Collected data
◇ ◇ ◇
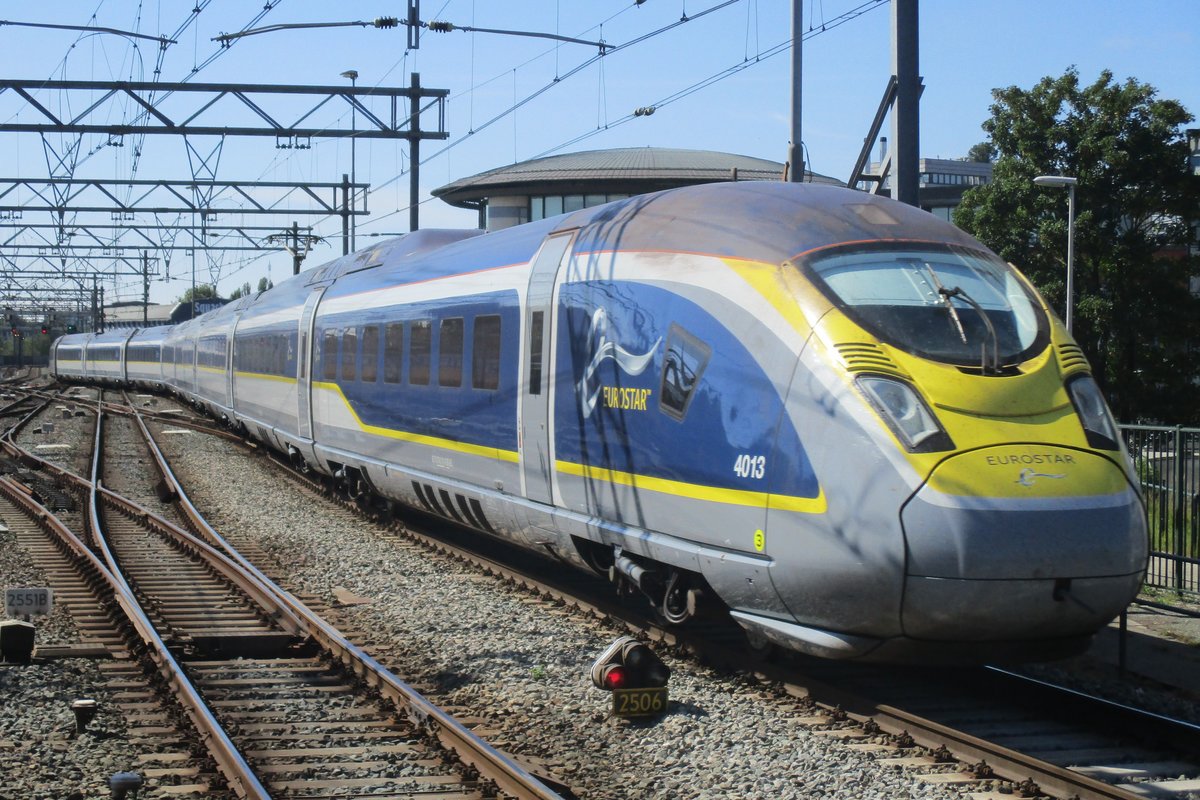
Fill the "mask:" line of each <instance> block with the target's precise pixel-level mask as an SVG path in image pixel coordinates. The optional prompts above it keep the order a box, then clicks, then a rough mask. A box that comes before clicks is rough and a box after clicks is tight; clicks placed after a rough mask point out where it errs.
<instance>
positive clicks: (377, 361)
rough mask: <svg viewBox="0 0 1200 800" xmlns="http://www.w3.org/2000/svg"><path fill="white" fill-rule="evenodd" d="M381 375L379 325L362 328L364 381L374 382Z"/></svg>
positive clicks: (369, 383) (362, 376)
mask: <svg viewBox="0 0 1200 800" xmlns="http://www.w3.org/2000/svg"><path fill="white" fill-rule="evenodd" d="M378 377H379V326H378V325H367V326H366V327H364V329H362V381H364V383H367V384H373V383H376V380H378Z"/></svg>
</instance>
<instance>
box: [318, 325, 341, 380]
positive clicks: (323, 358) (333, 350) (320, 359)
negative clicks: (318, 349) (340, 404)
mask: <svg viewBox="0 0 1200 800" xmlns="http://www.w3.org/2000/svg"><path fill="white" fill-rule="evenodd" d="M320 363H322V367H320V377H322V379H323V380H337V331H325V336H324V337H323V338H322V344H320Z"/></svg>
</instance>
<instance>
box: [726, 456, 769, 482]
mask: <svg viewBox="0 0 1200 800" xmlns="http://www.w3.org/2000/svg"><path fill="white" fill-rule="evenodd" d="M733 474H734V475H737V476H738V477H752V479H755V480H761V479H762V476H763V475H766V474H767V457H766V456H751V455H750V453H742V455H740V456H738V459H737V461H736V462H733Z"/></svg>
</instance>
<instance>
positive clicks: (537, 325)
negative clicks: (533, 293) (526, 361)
◇ ◇ ◇
> **TASK TO COMPLETE**
Omitting all images, retype each line of the records precisely.

> **ANSWER SECTION**
Fill the "mask:" line of each <instance> block with the target's precise pixel-level mask as an SVG path in image pixel coordinates. The optional prompts above it keep the order a box, then clicks, then a rough mask. A box that comes before clicks is rough and a box after clicks is tight; clicks placed after a rough mask point out where it errs.
<instance>
positive clicks: (377, 361)
rough mask: <svg viewBox="0 0 1200 800" xmlns="http://www.w3.org/2000/svg"><path fill="white" fill-rule="evenodd" d="M381 375L379 325L362 328L364 381L374 382Z"/></svg>
positive clicks: (369, 383) (362, 376)
mask: <svg viewBox="0 0 1200 800" xmlns="http://www.w3.org/2000/svg"><path fill="white" fill-rule="evenodd" d="M378 377H379V326H378V325H367V326H366V327H364V329H362V381H364V383H367V384H373V383H376V380H378Z"/></svg>
</instance>
<instance>
box: [318, 325, 341, 380]
positive clicks: (323, 358) (333, 350) (320, 359)
negative clicks: (318, 349) (340, 404)
mask: <svg viewBox="0 0 1200 800" xmlns="http://www.w3.org/2000/svg"><path fill="white" fill-rule="evenodd" d="M320 363H322V367H320V377H322V379H323V380H337V331H325V336H324V337H323V338H322V344H320Z"/></svg>
</instance>
<instance>
box: [726, 456, 769, 482]
mask: <svg viewBox="0 0 1200 800" xmlns="http://www.w3.org/2000/svg"><path fill="white" fill-rule="evenodd" d="M733 474H734V475H737V476H738V477H752V479H755V480H761V479H762V476H763V475H766V474H767V457H766V456H751V455H750V453H742V455H740V456H738V459H737V461H736V462H733Z"/></svg>
</instance>
<instance>
positive clicks: (537, 325)
negative clicks: (533, 293) (526, 361)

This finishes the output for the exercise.